EXERCISE TASK: Find the line that contains "locate nose, a point per instance.". Copy it and every line after it to the end of the material below, exactly, with no pictures.

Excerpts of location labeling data

* START *

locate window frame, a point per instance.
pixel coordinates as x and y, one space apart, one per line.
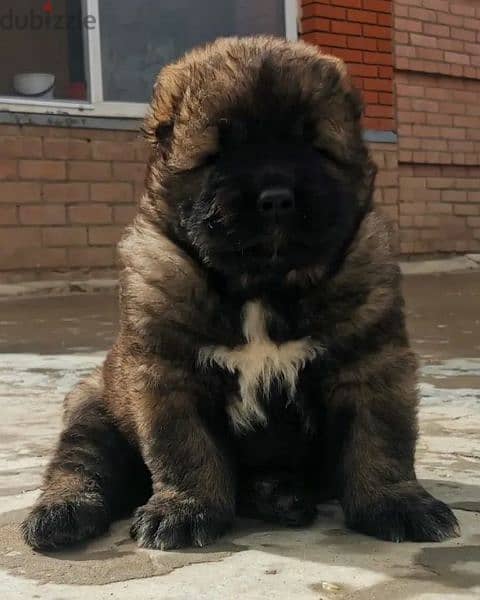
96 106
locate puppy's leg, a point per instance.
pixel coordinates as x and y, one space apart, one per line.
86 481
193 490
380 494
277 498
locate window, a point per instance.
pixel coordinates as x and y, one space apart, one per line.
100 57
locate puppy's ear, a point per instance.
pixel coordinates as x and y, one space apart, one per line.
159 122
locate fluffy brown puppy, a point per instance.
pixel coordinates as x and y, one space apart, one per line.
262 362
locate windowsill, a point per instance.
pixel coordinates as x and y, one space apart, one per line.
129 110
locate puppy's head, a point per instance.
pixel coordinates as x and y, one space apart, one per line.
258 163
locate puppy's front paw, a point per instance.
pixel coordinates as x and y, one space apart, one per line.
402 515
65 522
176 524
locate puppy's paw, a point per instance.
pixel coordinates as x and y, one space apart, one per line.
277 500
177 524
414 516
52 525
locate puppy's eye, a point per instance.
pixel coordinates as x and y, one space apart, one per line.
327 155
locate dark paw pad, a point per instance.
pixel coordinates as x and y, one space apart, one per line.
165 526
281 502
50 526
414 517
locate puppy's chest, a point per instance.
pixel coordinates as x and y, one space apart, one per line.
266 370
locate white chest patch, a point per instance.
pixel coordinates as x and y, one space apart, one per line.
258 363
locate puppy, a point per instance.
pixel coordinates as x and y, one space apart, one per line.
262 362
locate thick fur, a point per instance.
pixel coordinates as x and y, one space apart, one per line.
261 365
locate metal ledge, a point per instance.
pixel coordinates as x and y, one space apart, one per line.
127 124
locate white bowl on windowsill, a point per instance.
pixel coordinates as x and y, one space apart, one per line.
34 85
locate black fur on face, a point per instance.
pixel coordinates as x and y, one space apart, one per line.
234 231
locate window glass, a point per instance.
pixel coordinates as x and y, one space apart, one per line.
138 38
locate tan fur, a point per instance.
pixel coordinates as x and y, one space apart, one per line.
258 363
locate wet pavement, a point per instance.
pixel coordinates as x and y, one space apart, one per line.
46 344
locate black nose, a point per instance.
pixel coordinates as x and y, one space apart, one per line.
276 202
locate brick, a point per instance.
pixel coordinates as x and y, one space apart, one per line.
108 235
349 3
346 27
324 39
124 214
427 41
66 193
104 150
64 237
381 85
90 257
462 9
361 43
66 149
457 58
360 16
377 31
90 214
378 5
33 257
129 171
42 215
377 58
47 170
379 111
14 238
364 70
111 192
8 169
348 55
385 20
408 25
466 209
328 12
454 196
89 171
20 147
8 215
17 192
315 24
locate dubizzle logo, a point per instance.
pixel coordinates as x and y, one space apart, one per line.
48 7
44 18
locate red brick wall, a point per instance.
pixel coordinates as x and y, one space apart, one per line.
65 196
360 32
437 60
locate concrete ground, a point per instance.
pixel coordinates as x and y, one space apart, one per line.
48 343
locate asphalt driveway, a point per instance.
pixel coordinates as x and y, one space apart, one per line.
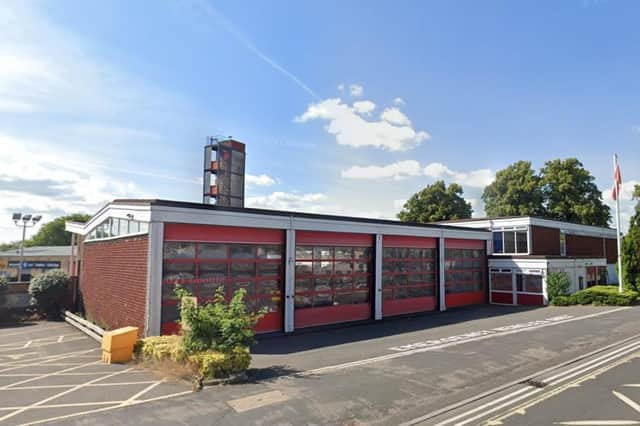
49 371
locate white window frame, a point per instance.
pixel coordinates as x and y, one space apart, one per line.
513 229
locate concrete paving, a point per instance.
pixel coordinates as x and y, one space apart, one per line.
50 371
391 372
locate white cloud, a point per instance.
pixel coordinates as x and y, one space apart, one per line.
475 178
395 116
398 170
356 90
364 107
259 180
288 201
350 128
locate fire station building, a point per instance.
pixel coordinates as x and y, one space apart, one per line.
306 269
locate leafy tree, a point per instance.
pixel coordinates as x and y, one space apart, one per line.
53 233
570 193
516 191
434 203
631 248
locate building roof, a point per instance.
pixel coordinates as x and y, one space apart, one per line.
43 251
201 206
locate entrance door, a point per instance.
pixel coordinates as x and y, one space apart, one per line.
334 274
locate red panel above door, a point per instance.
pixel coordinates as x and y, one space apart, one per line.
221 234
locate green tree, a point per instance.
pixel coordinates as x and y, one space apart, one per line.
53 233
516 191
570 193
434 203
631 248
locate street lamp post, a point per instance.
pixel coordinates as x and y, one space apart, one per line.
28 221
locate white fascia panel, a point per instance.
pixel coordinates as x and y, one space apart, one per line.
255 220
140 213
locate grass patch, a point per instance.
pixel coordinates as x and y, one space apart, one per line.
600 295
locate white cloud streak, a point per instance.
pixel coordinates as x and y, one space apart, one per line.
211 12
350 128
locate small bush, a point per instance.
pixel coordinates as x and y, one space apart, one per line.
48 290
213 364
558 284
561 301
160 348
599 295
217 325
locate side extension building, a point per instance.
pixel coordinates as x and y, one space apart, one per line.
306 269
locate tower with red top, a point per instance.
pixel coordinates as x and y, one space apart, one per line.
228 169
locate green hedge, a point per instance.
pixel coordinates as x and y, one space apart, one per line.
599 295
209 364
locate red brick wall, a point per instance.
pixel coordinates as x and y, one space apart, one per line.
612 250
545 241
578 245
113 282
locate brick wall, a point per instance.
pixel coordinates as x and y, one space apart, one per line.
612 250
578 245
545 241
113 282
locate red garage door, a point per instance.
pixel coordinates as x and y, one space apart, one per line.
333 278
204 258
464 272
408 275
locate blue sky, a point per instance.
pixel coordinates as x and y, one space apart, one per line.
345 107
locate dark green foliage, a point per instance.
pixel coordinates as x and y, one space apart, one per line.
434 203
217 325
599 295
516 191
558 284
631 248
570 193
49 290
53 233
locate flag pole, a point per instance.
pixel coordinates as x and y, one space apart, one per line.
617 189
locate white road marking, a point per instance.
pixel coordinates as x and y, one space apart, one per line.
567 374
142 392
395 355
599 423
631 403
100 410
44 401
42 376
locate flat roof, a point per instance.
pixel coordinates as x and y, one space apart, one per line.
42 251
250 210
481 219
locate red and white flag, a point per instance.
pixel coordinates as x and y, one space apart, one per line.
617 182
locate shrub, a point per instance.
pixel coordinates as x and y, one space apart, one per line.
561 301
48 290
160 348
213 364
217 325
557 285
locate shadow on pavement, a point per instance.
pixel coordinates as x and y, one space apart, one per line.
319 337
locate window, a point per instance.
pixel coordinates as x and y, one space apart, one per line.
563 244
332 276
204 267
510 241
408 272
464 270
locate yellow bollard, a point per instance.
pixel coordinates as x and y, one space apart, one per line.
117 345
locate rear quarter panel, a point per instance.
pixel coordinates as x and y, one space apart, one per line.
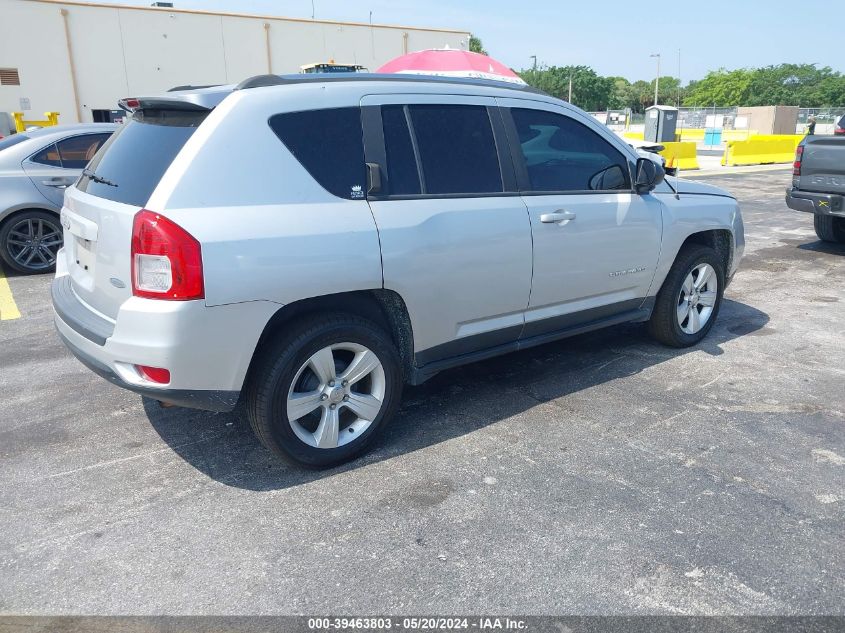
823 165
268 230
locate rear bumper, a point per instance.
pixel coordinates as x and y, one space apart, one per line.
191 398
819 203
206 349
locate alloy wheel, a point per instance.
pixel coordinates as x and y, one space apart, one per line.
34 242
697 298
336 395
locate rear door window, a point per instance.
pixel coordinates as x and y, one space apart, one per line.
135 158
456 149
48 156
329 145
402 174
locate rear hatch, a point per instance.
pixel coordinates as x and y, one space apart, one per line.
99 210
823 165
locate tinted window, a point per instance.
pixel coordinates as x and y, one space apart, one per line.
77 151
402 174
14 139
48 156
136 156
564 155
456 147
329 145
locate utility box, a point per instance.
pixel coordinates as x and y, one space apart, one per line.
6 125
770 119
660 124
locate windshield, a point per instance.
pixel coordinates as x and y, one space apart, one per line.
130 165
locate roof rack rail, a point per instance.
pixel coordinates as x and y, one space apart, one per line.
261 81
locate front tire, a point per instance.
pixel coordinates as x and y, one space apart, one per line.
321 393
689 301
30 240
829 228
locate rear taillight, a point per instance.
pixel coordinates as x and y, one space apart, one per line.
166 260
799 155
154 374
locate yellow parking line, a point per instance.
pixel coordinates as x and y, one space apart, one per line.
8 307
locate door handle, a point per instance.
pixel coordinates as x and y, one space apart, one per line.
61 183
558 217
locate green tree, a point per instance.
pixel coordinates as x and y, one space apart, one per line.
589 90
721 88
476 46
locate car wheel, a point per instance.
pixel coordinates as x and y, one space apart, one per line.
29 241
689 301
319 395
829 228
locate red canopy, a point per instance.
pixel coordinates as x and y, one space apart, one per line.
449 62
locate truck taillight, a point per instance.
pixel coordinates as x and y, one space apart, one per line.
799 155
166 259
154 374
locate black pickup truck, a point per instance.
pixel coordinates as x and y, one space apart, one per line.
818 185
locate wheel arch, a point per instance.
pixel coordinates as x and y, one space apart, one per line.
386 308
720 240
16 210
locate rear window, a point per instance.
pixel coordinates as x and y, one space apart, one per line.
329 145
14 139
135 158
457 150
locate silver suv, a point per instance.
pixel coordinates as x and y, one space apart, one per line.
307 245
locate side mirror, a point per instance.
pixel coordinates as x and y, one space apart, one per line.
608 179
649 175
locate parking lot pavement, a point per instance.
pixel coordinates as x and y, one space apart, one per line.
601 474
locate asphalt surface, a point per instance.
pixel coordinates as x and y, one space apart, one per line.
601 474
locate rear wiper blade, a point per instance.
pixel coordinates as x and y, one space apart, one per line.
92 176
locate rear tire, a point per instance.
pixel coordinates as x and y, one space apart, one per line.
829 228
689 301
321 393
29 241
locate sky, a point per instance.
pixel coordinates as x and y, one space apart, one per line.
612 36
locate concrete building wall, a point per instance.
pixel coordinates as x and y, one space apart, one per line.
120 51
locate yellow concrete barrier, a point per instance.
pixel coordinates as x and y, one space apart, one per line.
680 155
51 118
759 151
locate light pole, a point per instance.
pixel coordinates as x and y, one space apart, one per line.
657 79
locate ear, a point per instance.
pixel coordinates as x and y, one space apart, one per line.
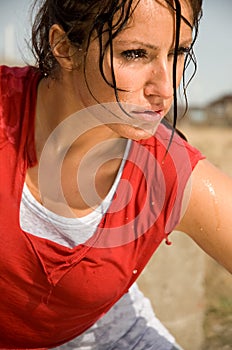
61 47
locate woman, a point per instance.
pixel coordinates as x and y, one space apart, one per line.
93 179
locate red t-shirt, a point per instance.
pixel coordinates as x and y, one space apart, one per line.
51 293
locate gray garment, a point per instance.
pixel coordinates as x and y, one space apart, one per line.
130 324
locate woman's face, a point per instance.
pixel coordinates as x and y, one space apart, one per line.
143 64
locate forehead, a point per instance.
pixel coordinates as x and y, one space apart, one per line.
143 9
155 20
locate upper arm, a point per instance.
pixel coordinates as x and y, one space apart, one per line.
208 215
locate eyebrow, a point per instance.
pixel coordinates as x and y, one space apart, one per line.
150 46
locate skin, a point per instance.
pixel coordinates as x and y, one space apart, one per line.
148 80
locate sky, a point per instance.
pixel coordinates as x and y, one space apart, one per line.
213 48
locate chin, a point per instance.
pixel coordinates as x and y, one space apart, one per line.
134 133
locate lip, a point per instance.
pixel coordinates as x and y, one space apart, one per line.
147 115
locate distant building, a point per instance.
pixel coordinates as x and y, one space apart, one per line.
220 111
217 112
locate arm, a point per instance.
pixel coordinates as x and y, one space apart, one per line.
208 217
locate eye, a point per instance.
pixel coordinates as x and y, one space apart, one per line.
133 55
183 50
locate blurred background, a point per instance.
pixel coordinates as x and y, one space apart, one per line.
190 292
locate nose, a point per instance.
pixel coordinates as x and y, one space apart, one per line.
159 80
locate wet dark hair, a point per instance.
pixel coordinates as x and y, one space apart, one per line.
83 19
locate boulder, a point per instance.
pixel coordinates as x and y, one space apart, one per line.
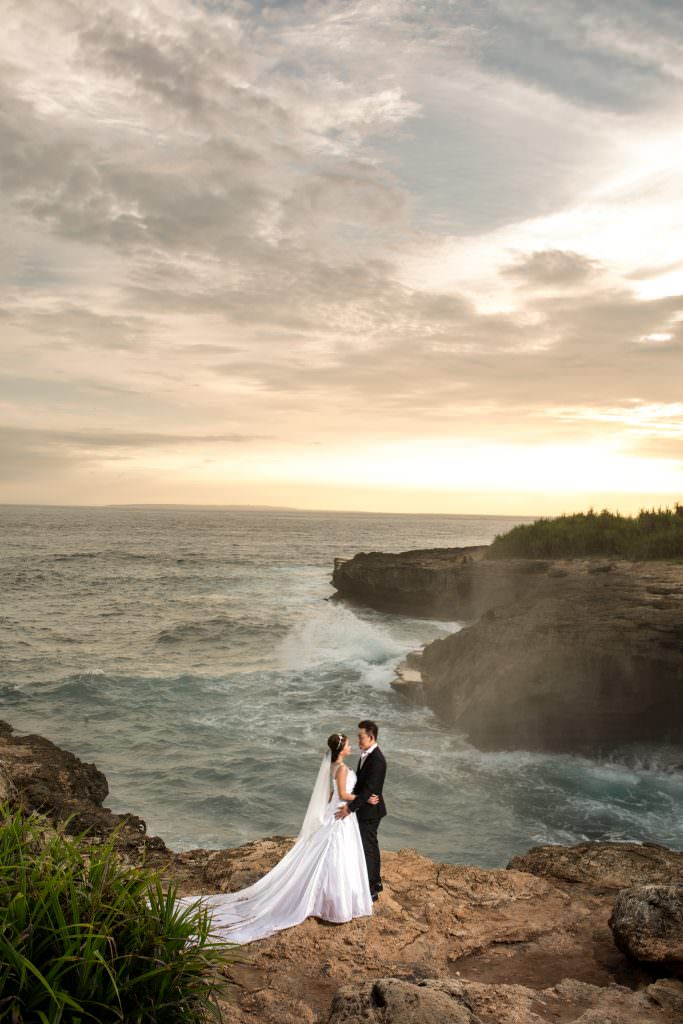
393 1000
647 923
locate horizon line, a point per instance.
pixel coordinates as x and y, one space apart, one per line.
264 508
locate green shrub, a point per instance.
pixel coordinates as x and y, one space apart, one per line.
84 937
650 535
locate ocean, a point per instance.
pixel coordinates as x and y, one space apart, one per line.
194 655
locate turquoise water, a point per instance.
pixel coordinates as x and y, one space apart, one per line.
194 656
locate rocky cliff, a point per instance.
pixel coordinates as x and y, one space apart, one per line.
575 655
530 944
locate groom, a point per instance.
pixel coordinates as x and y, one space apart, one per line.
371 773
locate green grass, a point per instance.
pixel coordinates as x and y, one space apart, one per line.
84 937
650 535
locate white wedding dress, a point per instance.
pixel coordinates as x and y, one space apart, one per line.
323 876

* END *

RESULT OF THE EXERCISE:
locate nose, a point per instance.
pixel coordinates as x and y, one space apart, one per line.
159 80
locate wet dark hair, a point per instance.
pixel coordinates as x and y, one space apart, one per line.
83 19
locate boulder, a point per instance.
pixel coordinates as x and y, one space apart, one per line.
393 1000
647 923
locate horizon line, a point per instance.
pixel coordinates as x and y, one space apart, one per line.
264 508
locate green shrub, a point per instance.
pixel coordinates as x and y, one space apart, one per line.
84 937
650 535
locate ocean, a point per instance.
pixel coordinates as x and y, one space apart, one per line.
194 655
locate turquoise water, a point per instance.
pixel coordinates as x and y, one space apart, one per line.
194 656
locate rocky cliff, a point per instance.
pixel coordinates as x and y, one space apart, one per line.
575 655
530 944
locate groom, a point per instance.
pixel coordinates as x and y, one space apart, one per line.
371 773
locate green grass, a point per instance.
pixel coordinates as x and y, one space apart, one per line.
84 937
650 535
locate white wedding dress, a point per instance.
pixel coordinates as x and y, one space apart, one per line.
323 876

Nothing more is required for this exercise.